**DIRECTIVE**:
Please recast the listing from the line containing "Every <instance> identifies" up to and including the line containing "rough mask: <svg" as a Markdown table with the columns No. and Text, one numbered row per line and blank lines left out.

**SOURCE DATA**:
==================================================

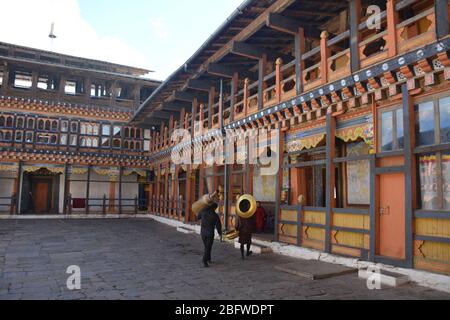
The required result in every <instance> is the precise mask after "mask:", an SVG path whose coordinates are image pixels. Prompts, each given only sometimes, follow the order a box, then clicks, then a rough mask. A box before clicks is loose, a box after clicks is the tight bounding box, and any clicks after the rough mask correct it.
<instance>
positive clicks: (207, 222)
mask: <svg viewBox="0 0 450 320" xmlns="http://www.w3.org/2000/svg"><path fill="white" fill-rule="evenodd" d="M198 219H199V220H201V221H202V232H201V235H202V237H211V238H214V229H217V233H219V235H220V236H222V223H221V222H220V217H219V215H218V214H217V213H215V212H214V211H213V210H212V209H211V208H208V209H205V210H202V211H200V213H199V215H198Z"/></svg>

==================================================

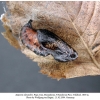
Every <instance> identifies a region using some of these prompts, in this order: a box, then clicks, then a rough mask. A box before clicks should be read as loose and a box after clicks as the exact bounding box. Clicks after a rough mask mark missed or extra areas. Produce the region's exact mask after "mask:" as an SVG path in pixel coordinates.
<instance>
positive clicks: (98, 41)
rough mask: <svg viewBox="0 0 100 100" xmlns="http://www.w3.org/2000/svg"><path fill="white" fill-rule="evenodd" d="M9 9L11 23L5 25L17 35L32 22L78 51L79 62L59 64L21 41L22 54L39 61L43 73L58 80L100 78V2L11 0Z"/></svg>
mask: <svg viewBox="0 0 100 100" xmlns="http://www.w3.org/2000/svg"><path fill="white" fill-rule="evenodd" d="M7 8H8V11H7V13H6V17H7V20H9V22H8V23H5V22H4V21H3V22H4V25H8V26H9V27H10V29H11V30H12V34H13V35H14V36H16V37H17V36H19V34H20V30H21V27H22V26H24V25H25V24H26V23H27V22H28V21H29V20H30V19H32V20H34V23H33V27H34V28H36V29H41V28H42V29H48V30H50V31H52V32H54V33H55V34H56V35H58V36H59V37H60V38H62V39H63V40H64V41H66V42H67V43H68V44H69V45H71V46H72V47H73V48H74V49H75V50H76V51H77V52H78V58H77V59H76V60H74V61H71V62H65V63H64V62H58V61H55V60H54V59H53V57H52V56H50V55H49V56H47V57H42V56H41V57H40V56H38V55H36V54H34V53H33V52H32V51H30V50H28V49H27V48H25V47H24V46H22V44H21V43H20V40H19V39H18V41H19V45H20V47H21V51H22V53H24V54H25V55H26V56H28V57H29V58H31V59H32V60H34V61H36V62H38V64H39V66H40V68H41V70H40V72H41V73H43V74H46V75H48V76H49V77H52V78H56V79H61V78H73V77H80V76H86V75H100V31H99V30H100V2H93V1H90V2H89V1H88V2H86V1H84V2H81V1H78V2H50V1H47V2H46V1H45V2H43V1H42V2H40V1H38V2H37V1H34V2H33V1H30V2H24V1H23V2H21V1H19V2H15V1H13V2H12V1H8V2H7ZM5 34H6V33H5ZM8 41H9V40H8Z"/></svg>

==================================================

**TASK RESPONSE**:
| No. | Text |
|---|---|
| 1 | Every <instance> identifies a region using some of these prompts, in this order: a box, then clicks, then a rough mask. A box before clicks should be read as loose and a box after clicks as the exact bounding box. Clicks after a rough mask mark missed or extra areas. Produce the region's exact mask after "mask:" as an SVG path in pixel coordinates. |
| 2 | <instance> |
| 3 | positive clicks: (98, 41) |
| 4 | rough mask: <svg viewBox="0 0 100 100" xmlns="http://www.w3.org/2000/svg"><path fill="white" fill-rule="evenodd" d="M9 9L11 23L5 25L17 35L32 22L78 51L79 62L59 64L21 41L22 54L39 61L43 73L58 80L100 78V2L11 0Z"/></svg> |